_DATA:_
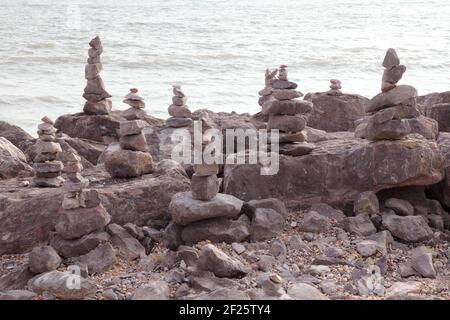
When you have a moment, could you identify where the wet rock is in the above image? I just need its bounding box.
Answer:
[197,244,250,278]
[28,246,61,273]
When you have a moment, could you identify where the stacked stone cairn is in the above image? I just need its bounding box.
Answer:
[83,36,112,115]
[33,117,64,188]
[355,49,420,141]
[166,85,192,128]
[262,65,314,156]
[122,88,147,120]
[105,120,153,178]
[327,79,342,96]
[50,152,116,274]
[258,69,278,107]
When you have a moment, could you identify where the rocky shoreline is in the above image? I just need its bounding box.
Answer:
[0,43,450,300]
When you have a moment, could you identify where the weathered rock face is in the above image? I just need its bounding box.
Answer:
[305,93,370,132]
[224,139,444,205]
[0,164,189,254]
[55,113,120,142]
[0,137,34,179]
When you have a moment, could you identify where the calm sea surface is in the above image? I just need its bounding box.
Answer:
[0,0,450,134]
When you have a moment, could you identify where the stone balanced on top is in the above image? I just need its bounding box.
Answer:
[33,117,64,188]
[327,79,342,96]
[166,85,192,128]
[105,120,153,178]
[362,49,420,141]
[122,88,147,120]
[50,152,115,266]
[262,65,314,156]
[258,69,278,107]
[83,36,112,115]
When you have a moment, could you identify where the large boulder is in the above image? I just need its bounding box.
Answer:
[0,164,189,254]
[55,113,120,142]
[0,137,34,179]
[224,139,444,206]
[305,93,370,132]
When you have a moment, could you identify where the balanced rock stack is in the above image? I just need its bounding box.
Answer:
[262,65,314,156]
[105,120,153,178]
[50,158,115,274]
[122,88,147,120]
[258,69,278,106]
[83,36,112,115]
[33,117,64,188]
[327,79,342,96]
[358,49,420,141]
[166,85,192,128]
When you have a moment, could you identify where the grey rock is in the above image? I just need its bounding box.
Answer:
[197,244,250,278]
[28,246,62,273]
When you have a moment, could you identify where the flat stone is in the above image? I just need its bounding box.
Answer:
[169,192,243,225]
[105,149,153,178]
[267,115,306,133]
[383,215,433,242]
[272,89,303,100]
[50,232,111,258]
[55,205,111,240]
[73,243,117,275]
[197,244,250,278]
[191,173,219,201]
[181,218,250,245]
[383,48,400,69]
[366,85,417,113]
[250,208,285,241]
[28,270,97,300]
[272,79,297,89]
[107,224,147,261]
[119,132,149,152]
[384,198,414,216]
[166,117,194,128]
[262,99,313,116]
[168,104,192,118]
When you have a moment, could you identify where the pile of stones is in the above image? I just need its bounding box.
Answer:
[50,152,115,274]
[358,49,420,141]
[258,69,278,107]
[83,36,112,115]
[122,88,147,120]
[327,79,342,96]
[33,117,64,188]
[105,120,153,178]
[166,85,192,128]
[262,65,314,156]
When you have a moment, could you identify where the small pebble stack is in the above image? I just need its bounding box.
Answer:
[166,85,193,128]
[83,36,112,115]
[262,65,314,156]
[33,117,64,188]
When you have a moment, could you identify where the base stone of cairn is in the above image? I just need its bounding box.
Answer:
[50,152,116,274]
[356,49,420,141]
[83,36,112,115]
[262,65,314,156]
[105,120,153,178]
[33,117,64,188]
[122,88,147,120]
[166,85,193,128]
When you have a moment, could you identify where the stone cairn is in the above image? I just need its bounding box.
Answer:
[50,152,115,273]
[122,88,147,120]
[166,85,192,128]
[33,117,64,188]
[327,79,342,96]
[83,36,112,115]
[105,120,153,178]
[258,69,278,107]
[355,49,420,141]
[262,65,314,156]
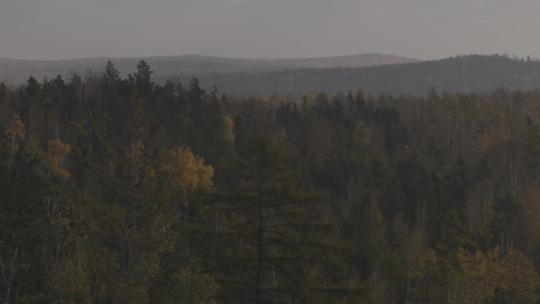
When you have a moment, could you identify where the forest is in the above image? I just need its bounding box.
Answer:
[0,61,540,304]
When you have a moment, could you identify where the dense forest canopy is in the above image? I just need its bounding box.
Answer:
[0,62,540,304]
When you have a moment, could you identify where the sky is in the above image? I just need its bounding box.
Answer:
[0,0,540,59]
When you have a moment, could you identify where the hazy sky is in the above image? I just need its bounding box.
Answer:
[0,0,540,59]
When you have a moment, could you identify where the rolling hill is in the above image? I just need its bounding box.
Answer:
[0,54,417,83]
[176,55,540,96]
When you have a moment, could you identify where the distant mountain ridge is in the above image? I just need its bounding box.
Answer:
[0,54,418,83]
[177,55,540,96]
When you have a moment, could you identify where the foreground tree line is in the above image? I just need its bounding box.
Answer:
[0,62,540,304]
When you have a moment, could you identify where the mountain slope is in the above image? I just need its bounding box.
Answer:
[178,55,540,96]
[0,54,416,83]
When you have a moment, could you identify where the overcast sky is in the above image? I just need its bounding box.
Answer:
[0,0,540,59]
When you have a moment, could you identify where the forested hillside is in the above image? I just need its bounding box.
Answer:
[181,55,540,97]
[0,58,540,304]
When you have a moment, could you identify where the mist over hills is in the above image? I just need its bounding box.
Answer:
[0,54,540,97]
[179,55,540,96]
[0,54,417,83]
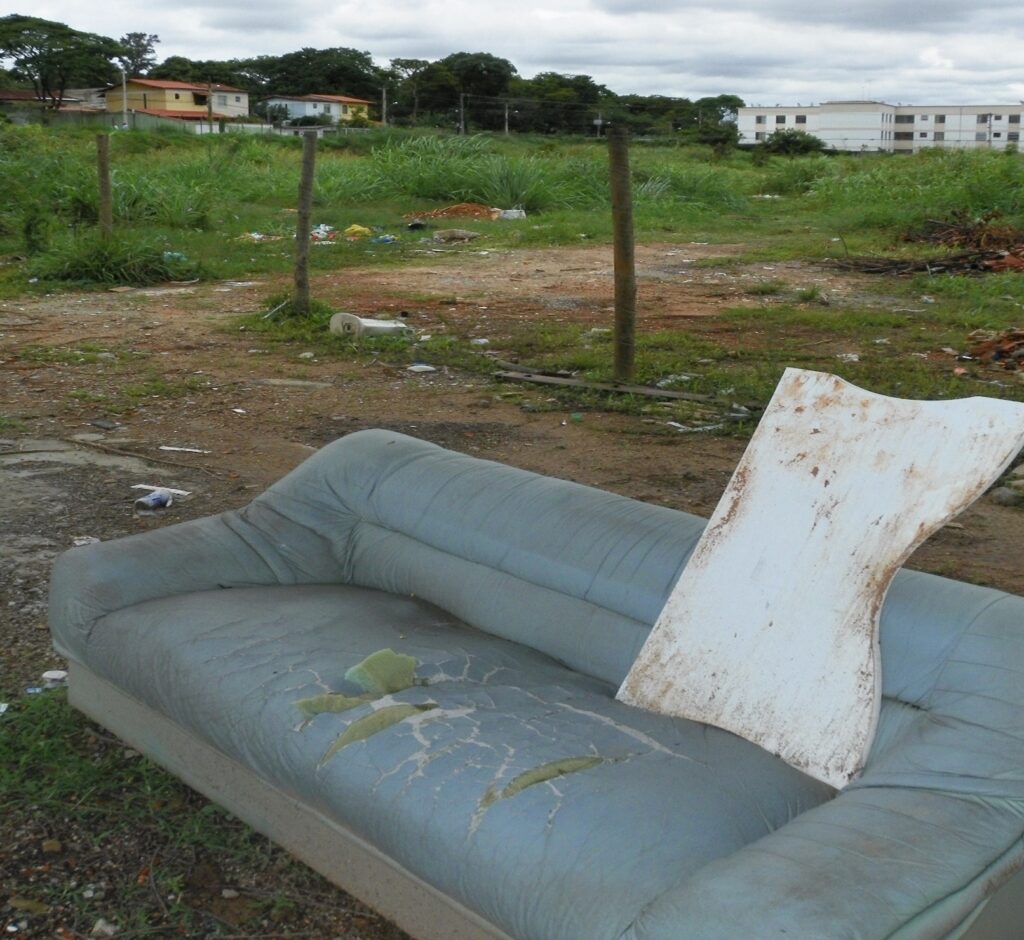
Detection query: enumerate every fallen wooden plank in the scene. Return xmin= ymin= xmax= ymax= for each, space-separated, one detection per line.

_PROBLEM:_
Could you render the lines above as a numbered list, omitting blank lines and leaving the pictures out?

_ANSWER BELOW:_
1. When you have a moment, could you identify where the wet rock is in the above image? I just need its bounding box.
2. Answer:
3. [197,244,250,278]
4. [28,246,61,273]
5. When you have a moment, could you identify where the stacked stone cairn is in the above image? I just need its bounding box.
6. Answer:
7. [83,36,112,115]
8. [33,117,64,188]
9. [355,49,420,141]
10. [166,85,192,128]
11. [262,65,314,156]
12. [122,88,147,120]
13. [105,120,153,178]
14. [327,79,342,96]
15. [50,152,116,274]
16. [258,69,278,107]
17. When you have a moment, could you identify where the rocky shoreline is in the above image? I just need its bounding box.
18. Answer:
19. [0,43,450,300]
20. When you have a moment, could you identify where the weathered rock face is in the above image? I just need its bounding box.
21. Answer:
22. [305,93,370,132]
23. [224,139,444,205]
24. [0,164,189,254]
25. [55,113,120,142]
26. [0,137,34,179]
27. When you have a moment, could you identify where the calm sea surface is in the above image? I just need its bounding box.
28. Answer:
29. [0,0,450,134]
30. When you have a moment, could you identify where the stone balanced on top is in the above image? I just need its bounding box.
31. Answer:
32. [33,117,64,188]
33. [327,79,342,96]
34. [166,85,192,128]
35. [105,120,153,178]
36. [362,49,420,141]
37. [122,88,147,120]
38. [50,152,115,266]
39. [262,65,314,156]
40. [258,69,278,107]
41. [83,36,112,115]
42. When you have a moment, could you identify where the large boulder is in the above image? I just need its bounding box.
43. Answer:
44. [0,164,189,254]
45. [55,113,120,142]
46. [0,137,34,179]
47. [224,139,444,206]
48. [305,93,370,132]
49. When you have a moment, could you identify where the balanced rock stack is in the above image? I just need its bounding box.
50. Answer:
51. [262,65,314,156]
52. [105,120,153,178]
53. [50,158,115,274]
54. [122,88,147,120]
55. [258,69,278,106]
56. [83,36,112,115]
57. [33,117,64,188]
58. [327,79,342,96]
59. [358,49,420,141]
60. [166,85,192,128]
61. When you have a moment, could you identify where the grey rock is in the above image? I just need its bounding box.
62. Answer:
63. [197,244,250,278]
64. [28,246,62,273]
65. When you have a moment, could you identify where the flat stone is in the above image? I just need its bounding box.
66. Answer:
67. [169,192,243,225]
68. [105,149,153,178]
69. [267,115,306,133]
70. [383,215,433,242]
71. [272,89,303,100]
72. [50,232,111,258]
73. [55,205,111,240]
74. [73,243,117,275]
75. [197,244,250,278]
76. [191,173,219,201]
77. [181,218,250,245]
78. [383,48,400,69]
79. [366,85,417,113]
80. [250,208,285,241]
81. [28,270,97,300]
82. [272,79,297,89]
83. [107,224,147,261]
84. [119,132,149,152]
85. [384,198,414,216]
86. [166,117,194,128]
87. [262,99,313,116]
88. [168,104,192,118]
89. When you have a moment, could you identify where the pile of stones is in the above image? I just need its bounding box.
90. Answer:
91. [50,152,115,274]
92. [358,49,420,141]
93. [258,69,278,107]
94. [83,36,112,115]
95. [122,88,147,120]
96. [327,79,342,96]
97. [33,117,64,188]
98. [105,120,153,178]
99. [166,85,192,128]
100. [262,65,314,156]
101. When you have a moment, could you identify where the small pebble stack is in the above image? I just need its bounding box.
102. Answer:
103. [166,85,193,128]
104. [83,36,112,115]
105. [262,65,314,156]
106. [33,117,64,188]
107. When you have a moment, could you identify where the base stone of cairn is in the above image? I just need its bounding box.
108. Answer:
109. [50,152,116,274]
110. [356,49,420,141]
111. [83,36,112,115]
112. [262,65,314,156]
113. [105,120,153,178]
114. [33,117,64,188]
115. [122,88,147,120]
116. [166,85,193,128]
117. When you have a moment, could you identify where the stone cairn is in the above image? I just need its bounding box.
118. Answer:
119. [50,152,115,273]
120. [122,88,147,120]
121. [166,85,192,128]
122. [33,117,64,188]
123. [327,79,342,96]
124. [83,36,112,115]
125. [105,120,153,178]
126. [258,69,278,107]
127. [355,49,420,141]
128. [262,65,314,156]
129. When you have a moment, could you identify where the forest is in the above image? I just need its bounding box.
130. Answer:
131. [0,61,540,304]
132. When you have a moment, could you identify where the dense forest canopy is in the above image? I just need its bounding box.
133. Answer:
134. [0,62,540,304]
135. When you have a moment, could you identify where the sky is in the above image? I just need its bounding box.
136. Answer:
137. [0,0,540,59]
138. When you have a moment, could you identify where the hazy sky is in the above image? I just need its bounding box.
139. Answer:
140. [0,0,540,59]
141. When you have a moment, could you identify where the rolling hill is in the above image? I just need its bounding box.
142. Answer:
143. [0,54,417,83]
144. [176,55,540,96]
145. When you have a moment, could you identify where the distant mountain ridge is in the above image? I just need its bounding box.
146. Answer:
147. [0,54,418,83]
148. [177,55,540,96]
149. When you have a moment, could you identify where the foreground tree line is in the above image? I just need its bounding box.
150. Answer:
151. [0,62,540,304]
152. When you have a moment, could you identify where the mountain slope is in the above image? I just need its bounding box.
153. Answer:
154. [178,55,540,96]
155. [0,54,416,83]
156. When you have a moment, could you identify where the overcast sky is in the above image? I just need its bounding box.
157. Answer:
158. [0,0,540,59]
159. When you have a moment, could you identify where the forested hillside is in the above image? I just need its bounding box.
160. Answer:
161. [181,55,540,97]
162. [0,58,540,304]
163. When you have a moment, could you identify where the mist over hills is in the above image? I just need its bounding box.
164. Answer:
165. [0,54,540,97]
166. [179,55,540,96]
167. [0,54,417,83]
168. Detection query: enumerate every fallen wooden plank in the scene. Return xmin= ymin= xmax= ymax= for each, space-separated, one detection per line.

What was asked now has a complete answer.